#### WORK REQUIRED:
Retype exactly the stretch of lines that begins at the line containing "Mark the throw" and ends at the last line of the data, with no other lines.

BEGIN SOURCE DATA

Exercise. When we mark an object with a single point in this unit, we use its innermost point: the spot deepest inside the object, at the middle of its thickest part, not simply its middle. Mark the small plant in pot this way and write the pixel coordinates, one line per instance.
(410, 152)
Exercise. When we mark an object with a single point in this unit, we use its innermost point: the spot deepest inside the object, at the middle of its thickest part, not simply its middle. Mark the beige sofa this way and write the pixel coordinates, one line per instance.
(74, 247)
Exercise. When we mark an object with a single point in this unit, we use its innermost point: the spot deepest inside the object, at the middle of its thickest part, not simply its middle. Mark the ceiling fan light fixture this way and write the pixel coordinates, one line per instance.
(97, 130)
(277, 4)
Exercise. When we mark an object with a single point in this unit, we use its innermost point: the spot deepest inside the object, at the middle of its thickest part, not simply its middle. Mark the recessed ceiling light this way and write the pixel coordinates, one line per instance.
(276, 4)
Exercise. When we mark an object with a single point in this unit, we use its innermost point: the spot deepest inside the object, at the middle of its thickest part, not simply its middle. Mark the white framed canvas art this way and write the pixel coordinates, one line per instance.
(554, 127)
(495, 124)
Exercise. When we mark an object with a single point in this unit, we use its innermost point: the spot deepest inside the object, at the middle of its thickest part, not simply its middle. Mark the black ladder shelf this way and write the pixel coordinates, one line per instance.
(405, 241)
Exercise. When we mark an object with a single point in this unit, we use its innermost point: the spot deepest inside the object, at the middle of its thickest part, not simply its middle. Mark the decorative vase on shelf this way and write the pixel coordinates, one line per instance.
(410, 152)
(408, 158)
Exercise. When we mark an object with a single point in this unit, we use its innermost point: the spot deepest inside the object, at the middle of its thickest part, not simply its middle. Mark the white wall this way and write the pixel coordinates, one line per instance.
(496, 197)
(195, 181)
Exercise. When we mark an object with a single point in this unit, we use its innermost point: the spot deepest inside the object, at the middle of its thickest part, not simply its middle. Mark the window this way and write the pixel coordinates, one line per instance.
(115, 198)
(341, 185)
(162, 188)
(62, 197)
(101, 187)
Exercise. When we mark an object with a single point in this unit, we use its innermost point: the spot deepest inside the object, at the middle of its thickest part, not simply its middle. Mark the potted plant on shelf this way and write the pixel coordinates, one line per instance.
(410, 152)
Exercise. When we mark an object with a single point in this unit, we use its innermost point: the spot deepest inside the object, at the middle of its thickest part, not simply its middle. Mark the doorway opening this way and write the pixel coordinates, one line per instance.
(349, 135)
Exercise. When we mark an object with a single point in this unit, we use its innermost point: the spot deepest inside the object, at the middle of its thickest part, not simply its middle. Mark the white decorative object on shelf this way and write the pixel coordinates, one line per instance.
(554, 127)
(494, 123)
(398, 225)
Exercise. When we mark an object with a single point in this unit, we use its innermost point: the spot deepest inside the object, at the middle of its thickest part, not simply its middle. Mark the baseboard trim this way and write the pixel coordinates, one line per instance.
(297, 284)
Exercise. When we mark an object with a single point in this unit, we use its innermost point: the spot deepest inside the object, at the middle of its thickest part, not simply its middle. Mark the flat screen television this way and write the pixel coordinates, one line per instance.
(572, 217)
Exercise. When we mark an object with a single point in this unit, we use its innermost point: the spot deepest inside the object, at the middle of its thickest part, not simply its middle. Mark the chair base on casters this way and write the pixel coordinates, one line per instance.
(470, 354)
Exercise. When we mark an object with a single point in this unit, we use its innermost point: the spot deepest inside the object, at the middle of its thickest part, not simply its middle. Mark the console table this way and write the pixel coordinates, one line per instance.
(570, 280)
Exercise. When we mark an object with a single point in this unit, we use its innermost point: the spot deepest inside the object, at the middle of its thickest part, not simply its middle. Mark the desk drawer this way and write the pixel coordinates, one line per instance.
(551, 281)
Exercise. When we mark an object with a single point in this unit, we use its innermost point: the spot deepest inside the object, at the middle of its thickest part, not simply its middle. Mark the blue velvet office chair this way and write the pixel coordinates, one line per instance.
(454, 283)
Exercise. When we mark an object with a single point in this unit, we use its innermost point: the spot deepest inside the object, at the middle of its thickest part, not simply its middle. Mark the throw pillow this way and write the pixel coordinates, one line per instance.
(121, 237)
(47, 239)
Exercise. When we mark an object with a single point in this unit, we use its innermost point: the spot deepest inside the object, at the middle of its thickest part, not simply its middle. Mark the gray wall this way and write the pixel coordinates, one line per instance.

END SOURCE DATA

#### CORRECT RESPONSE:
Exercise. When we mark an object with a single point in this unit, we use its innermost point: the spot deepest inside the object, at the middle of its thickest part, not simply its middle. Mark the throw pillow this way and write the pixel coordinates, one line per instance.
(121, 237)
(47, 239)
Exercise. When we mark an object with a single point in this unit, we use its innermost point: the spot deepest inside the object, at the middle of its thickest part, not simply its middle. Mark the gray wall this way and write the pixel coordinates, one line per instance.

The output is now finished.